▶ _TASK TO CARRY OUT_
Copy out every record precisely.

= = = = =

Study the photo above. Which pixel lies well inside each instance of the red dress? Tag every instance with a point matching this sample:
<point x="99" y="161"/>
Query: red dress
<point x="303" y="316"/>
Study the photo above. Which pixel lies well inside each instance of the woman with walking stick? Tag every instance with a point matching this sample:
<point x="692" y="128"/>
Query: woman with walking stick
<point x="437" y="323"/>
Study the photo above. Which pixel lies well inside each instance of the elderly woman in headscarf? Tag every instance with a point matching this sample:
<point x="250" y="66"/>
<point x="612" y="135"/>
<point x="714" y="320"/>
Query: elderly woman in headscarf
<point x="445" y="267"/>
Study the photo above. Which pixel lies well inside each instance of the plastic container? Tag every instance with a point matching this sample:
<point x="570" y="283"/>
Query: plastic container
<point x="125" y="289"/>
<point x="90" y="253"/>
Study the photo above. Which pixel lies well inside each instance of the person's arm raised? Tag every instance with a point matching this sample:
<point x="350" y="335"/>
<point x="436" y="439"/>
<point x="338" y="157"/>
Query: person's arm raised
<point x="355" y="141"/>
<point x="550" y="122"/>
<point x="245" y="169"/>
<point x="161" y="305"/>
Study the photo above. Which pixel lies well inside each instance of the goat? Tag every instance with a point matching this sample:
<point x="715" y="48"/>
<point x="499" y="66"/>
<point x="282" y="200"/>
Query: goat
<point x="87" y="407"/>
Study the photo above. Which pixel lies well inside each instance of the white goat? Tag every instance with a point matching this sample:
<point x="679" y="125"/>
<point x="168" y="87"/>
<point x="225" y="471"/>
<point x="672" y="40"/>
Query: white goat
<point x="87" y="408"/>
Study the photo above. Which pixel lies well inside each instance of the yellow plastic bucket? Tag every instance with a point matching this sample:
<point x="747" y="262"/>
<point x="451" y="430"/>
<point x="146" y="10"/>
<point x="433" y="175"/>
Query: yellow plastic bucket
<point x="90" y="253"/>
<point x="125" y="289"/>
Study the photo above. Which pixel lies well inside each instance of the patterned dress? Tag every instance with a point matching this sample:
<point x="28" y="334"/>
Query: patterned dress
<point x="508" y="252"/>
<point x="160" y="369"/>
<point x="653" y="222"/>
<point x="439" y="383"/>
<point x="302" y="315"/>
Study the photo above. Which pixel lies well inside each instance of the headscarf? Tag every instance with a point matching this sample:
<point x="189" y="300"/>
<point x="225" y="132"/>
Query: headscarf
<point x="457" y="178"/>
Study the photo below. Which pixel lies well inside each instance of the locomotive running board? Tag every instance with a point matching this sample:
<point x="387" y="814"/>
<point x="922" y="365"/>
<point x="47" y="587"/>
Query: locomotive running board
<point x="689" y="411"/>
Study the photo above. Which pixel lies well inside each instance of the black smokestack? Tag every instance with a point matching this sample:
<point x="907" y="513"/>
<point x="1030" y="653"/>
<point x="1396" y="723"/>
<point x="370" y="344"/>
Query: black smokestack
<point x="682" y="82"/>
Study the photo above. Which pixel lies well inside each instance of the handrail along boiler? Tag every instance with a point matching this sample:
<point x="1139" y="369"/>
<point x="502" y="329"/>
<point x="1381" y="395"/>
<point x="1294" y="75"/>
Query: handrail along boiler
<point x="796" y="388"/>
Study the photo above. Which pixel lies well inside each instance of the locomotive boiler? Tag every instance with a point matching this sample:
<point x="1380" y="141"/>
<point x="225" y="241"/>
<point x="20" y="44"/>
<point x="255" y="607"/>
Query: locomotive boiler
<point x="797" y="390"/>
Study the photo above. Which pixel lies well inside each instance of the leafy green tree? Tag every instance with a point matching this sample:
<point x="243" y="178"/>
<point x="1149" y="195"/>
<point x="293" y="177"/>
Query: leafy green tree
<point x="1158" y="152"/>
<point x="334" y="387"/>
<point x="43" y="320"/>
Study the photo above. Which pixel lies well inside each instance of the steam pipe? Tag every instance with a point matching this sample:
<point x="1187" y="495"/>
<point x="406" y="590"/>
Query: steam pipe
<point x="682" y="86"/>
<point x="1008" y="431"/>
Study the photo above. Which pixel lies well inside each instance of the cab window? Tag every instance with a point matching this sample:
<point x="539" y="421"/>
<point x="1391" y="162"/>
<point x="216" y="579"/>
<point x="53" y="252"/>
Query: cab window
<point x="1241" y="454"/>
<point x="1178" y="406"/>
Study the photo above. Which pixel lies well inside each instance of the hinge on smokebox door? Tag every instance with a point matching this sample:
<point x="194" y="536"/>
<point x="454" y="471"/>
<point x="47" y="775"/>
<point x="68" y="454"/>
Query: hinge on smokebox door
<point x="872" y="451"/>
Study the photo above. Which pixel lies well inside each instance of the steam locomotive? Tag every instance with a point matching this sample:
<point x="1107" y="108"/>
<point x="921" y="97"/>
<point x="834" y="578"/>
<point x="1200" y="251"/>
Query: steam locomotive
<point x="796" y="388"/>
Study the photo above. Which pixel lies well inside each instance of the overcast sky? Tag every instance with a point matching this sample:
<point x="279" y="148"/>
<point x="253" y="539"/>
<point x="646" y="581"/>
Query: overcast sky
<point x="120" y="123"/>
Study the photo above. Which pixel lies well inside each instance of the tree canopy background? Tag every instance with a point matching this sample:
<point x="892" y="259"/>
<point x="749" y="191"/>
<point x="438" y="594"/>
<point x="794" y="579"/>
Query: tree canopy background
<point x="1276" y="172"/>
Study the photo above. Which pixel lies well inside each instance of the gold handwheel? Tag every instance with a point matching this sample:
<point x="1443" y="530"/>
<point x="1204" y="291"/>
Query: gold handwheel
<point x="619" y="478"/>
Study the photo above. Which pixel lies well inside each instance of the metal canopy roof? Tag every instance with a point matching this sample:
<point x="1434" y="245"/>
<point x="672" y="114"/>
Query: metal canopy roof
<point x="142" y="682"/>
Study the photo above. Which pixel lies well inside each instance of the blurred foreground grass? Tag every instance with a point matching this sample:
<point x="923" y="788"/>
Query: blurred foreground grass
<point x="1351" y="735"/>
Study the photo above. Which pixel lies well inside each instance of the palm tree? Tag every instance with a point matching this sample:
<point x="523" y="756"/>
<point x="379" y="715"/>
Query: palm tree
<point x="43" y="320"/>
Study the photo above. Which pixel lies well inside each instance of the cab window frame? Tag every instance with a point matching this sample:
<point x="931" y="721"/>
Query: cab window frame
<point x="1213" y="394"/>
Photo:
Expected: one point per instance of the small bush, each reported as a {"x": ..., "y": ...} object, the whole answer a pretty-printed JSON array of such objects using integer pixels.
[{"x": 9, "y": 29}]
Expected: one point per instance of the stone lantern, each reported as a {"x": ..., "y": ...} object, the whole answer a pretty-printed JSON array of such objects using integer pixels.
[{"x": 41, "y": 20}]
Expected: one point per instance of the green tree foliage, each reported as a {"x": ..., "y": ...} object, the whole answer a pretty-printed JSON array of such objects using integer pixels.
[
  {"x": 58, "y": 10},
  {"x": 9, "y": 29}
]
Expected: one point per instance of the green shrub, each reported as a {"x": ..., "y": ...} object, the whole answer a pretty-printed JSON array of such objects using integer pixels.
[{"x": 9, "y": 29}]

= = = = =

▶ _OUTPUT_
Study the photo above. Which pixel lies well inside each instance of the red dress? Tag every instance with a point matching this sample:
<point x="99" y="161"/>
Query: red dress
<point x="303" y="316"/>
Study the photo above. Which pixel lies well inside each instance of the woman with walking stick? Tag every instance with a point matching this sample:
<point x="692" y="128"/>
Query: woman with walking stick
<point x="437" y="323"/>
Study the photo above. Which pixel lies well inside each instance of the elderly woman in headscarf? Tag every instance with a point matching this sample:
<point x="250" y="66"/>
<point x="612" y="135"/>
<point x="714" y="320"/>
Query: elderly woman in headscarf
<point x="445" y="267"/>
Study the photo above. Which pixel lies well inside each instance of the plastic container? Tag every instance with a point matching this sample:
<point x="570" y="283"/>
Query: plastic container
<point x="125" y="289"/>
<point x="90" y="253"/>
Study the photo above. Which pixel lies well inside each instance of the person's arm raised? Tag every instance with a point matching this sample:
<point x="350" y="335"/>
<point x="436" y="439"/>
<point x="338" y="157"/>
Query: person's arm raised
<point x="355" y="141"/>
<point x="550" y="122"/>
<point x="245" y="169"/>
<point x="161" y="305"/>
Study the photo above. Which pixel lies well inside each instance of the goat? Tag every instance with a point matching this sample:
<point x="715" y="48"/>
<point x="499" y="66"/>
<point x="282" y="200"/>
Query: goat
<point x="87" y="407"/>
Study the photo above. Which pixel lies well inside each instance of the white goat? Tag every instance with a point matching this sample:
<point x="679" y="125"/>
<point x="168" y="87"/>
<point x="225" y="471"/>
<point x="672" y="40"/>
Query: white goat
<point x="87" y="408"/>
Study the photo above. Which pixel lies well inside each instance of the yellow plastic bucket? Tag every instance with a point matching this sample:
<point x="747" y="262"/>
<point x="451" y="430"/>
<point x="146" y="10"/>
<point x="433" y="175"/>
Query: yellow plastic bucket
<point x="90" y="253"/>
<point x="125" y="289"/>
Study the photo above. Which pixel lies well inside each instance of the patterned dress? Tag every instance with a point matching this sample:
<point x="28" y="334"/>
Query: patterned dress
<point x="508" y="252"/>
<point x="160" y="369"/>
<point x="653" y="222"/>
<point x="439" y="383"/>
<point x="302" y="315"/>
Study the photo above. Which pixel lies well inside each instance of the headscarf? Tag every instance with a point matching this sample:
<point x="189" y="300"/>
<point x="225" y="132"/>
Query: headscarf
<point x="457" y="178"/>
Study the photo below. Which pixel lies well inside each instance of the locomotive running board? Tag every instance with a point matching this sample:
<point x="387" y="814"/>
<point x="922" y="365"/>
<point x="47" y="587"/>
Query: locomotive running board
<point x="689" y="411"/>
Study the photo above. Which pixel lies well inside each instance of the black smokestack? Tag every instance with a point matching this sample:
<point x="907" y="513"/>
<point x="1030" y="653"/>
<point x="1396" y="723"/>
<point x="370" y="344"/>
Query: black smokestack
<point x="682" y="82"/>
Study the photo above. Which pixel lies well inside each instance of the handrail along boiler? Tag every instance with a point matching this sample:
<point x="1139" y="369"/>
<point x="502" y="329"/>
<point x="1381" y="395"/>
<point x="1294" y="75"/>
Query: handrail along boiler
<point x="796" y="388"/>
Study the photo above. Which pixel lies well inside each instance of the locomotive boiler? Tag every instance with a point matching this sample:
<point x="1380" y="141"/>
<point x="225" y="241"/>
<point x="20" y="44"/>
<point x="255" y="607"/>
Query: locomotive boiler
<point x="797" y="390"/>
Study the photo above. Which pixel lies well inside each instance of the leafy green tree? Tag every instance with a point matching this sample:
<point x="243" y="178"/>
<point x="1149" y="195"/>
<point x="293" y="177"/>
Query: leafy green tree
<point x="1158" y="152"/>
<point x="334" y="387"/>
<point x="43" y="320"/>
Study the photo above. Which pixel lies well inside each instance of the steam pipe? Tag every instance with a point matching this sample:
<point x="1187" y="495"/>
<point x="406" y="590"/>
Query: steam pipe
<point x="682" y="86"/>
<point x="1008" y="431"/>
Study the photo above. Which pixel lies well inside each instance of the cab window? Tag every instance with a point matching this sample:
<point x="539" y="421"/>
<point x="1391" y="162"/>
<point x="216" y="579"/>
<point x="53" y="252"/>
Query: cab window
<point x="1241" y="454"/>
<point x="1178" y="406"/>
Study the photo above. Which pixel lies well inside each instance of the hinge on smokebox door? Tag every instance with a point matching this sample:
<point x="194" y="536"/>
<point x="454" y="471"/>
<point x="47" y="775"/>
<point x="68" y="454"/>
Query: hinge on smokebox door
<point x="872" y="451"/>
Study the photo above. Which pixel lies well inside each instance of the steam locomotive? Tag every instance with a point matching this sample:
<point x="1107" y="108"/>
<point x="921" y="97"/>
<point x="834" y="578"/>
<point x="1200" y="251"/>
Query: steam locomotive
<point x="796" y="388"/>
Study the photo above. Which pixel lies well inside each instance of the overcast sky? Tag every instance with a point matching this sample:
<point x="279" y="148"/>
<point x="253" y="539"/>
<point x="646" y="581"/>
Query: overcast sky
<point x="120" y="123"/>
Study the photo above. Which pixel lies well inside each instance of the tree canopy background? Tag every instance with a point matching this sample:
<point x="892" y="259"/>
<point x="749" y="191"/>
<point x="438" y="594"/>
<point x="794" y="579"/>
Query: tree canopy background
<point x="1276" y="172"/>
Study the photo above. Which pixel lies well inside each instance of the gold handwheel? Tag every instance with a point matching this sample:
<point x="1443" y="530"/>
<point x="1204" y="291"/>
Query: gold handwheel
<point x="619" y="478"/>
Study the photo above. Which pixel lies well inside each instance of the metal canopy roof? Tag every instance with a point matching this sample:
<point x="1434" y="245"/>
<point x="672" y="114"/>
Query: metal canopy roof
<point x="142" y="682"/>
Study the photo above. Which pixel lies well inside each instance of the blurred foreground grass? Tag every instance with a point matching this sample:
<point x="923" y="788"/>
Query: blurred foreground grass
<point x="1351" y="735"/>
Study the photo above. Which pixel lies well inside each instance of the palm tree? Tag every instance with a point matching this sample:
<point x="523" y="756"/>
<point x="379" y="715"/>
Query: palm tree
<point x="43" y="320"/>
Study the photo above. Which pixel lies well inside each instance of the cab window frame? Tag every instance with a point matching this sample:
<point x="931" y="721"/>
Query: cab window frame
<point x="1213" y="394"/>
Photo:
Expected: one point per instance of the small bush, each reported as a {"x": ..., "y": ...} object, the whole answer a pretty-printed JSON array of such objects using integer pixels.
[{"x": 9, "y": 29}]
Expected: one point per instance of the stone lantern, each reported as a {"x": ..., "y": ...} object, the whole answer a pretty-printed JSON array of such objects using integer pixels.
[{"x": 41, "y": 20}]
Expected: one point per instance of the green tree foliage, each reported as a {"x": ..., "y": ...} object, the whole answer a pretty-printed JSON array of such objects using integer pixels.
[
  {"x": 58, "y": 10},
  {"x": 9, "y": 29}
]
Expected: one point per instance of the green shrub, each reported as a {"x": ..., "y": ...} object, the whole answer a pretty-printed JSON array of such objects using integer pixels.
[{"x": 9, "y": 29}]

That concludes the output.